— Work instruction —
Continue the passage about gas trapped inside Arrokoth's porous structure, picking up after its final sentence.

— Supplied passage —
Birch and co-author Orkan Umurhan, who works at the NASA Ames Research Center alongside being a SETI senior research scientist, accounted for how the gas moves through the porous structure of Arrokoth. After sublimating, instead of leaving the body, the gas lingers inside the spongey “matrix,” Umurhan said, which causes the surface where the ice would evaporate to be in “vapor pressure equilibrium.”

“You probably have experienced this in your day to day,” Umurhan said. “You take some wet clothes and hang them out to dry on a really humid day versus a very dry day, and of course, on a dry day, your wet t-shirt is going to dry pretty fast, but if it's a super humid day, it takes much longer for it to dry.”

Because the porous matrix of Arrokoth slows the volatiles’ evaporation at the extremely low temperatures in the Kuiper Belt, those trapped gasses in the outer layers of the object create “feedback” that prevent internal volatiles from then sublimating, Birch explained.

“In order to keep sublimating, the key thing that we inputted into the model was that you need to first get the gas that you sublimate out, and in order to get gas out, it has to flow through the sponge structure,” Birch said. As the gas keeps getting colder and slower, “eventually it just kind of stops partway down, and you're slowly leaking out gas, but you still preserve most of the stuff on the inside.”

[Saved entries]
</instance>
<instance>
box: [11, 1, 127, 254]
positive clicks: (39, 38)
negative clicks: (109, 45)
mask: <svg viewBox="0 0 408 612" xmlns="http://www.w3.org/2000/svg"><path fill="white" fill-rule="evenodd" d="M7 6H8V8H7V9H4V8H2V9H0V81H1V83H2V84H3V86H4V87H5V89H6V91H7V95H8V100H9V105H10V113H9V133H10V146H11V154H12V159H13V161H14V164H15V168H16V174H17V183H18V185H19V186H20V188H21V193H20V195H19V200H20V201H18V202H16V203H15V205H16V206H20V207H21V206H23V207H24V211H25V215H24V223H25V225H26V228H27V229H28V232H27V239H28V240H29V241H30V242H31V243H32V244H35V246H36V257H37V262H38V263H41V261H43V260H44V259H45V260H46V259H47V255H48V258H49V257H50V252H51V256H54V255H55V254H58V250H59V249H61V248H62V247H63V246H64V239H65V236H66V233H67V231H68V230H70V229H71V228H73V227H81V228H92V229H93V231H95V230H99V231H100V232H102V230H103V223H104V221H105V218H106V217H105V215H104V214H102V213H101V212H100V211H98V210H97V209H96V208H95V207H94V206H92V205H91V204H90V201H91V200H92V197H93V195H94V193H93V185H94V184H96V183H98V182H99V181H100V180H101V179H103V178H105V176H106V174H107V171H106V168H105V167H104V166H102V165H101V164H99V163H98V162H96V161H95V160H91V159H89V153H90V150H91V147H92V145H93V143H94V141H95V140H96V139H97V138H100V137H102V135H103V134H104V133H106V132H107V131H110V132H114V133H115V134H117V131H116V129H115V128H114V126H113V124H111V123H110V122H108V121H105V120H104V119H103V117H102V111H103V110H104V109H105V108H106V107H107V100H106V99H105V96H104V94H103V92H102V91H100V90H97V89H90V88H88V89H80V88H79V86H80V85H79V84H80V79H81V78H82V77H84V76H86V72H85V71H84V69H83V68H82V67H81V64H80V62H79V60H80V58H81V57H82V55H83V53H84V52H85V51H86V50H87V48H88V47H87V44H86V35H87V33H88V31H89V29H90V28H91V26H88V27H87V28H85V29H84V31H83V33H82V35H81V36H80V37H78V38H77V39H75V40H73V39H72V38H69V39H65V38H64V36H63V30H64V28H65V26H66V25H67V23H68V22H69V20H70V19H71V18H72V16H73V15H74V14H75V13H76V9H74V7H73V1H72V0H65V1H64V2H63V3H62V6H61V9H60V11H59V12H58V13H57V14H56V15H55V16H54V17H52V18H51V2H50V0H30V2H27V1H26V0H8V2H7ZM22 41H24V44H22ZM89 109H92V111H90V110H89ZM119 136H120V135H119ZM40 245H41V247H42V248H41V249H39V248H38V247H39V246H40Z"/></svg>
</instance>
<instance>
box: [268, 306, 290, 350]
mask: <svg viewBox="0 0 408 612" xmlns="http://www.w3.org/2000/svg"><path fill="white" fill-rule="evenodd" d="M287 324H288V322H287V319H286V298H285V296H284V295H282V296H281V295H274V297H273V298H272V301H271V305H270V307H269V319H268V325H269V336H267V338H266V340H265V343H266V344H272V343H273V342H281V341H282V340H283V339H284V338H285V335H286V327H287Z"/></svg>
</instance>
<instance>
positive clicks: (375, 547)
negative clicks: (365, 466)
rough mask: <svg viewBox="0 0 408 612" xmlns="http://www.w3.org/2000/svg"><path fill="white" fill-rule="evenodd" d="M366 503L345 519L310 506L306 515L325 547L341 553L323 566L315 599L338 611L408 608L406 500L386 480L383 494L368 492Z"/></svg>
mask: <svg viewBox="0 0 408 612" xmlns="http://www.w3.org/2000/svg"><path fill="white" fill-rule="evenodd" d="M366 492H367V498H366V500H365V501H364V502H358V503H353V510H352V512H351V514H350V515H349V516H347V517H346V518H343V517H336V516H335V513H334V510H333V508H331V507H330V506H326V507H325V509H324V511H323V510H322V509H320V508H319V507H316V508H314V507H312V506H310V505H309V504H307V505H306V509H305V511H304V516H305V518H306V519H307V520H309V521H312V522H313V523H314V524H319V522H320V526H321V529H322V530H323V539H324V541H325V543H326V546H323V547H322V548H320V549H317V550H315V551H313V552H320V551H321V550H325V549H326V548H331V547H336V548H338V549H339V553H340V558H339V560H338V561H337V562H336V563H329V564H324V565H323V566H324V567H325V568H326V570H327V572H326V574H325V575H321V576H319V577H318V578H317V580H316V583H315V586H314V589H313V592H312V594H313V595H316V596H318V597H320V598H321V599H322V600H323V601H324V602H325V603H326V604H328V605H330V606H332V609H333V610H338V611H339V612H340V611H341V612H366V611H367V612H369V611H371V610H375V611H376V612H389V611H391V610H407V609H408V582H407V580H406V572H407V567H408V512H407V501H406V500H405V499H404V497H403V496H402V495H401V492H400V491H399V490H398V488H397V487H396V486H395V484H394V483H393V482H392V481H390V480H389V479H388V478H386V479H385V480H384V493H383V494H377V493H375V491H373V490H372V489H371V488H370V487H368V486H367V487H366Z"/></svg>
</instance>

— Task result —
UCLA astrophysicist David Jewitt, who led the team that discovered the Kuiper Belt in 1992, noted that this new paper is only one way to understand KBOs. 

“You have many free parameters for building a model, because we don't have many constraints about the detailed physical structure of comparable material,” Jewitt said. He added that this new model is “probably a good one,” but that “other people have models of the same thing, and they reached the opposite conclusion.”

The Kuiper Belt is almost 3 billion miles away from Earth; it is practically impossible to reach and sample KBOs, according to Birch. This is why scientists instead turn to comets, which are KBOs once they get knocked into the terrestrial planet region, and much more easily accessible, Jewitt explained.

The question then becomes, according to Birch, “How representative of the Kuiper Belt is a comet today?”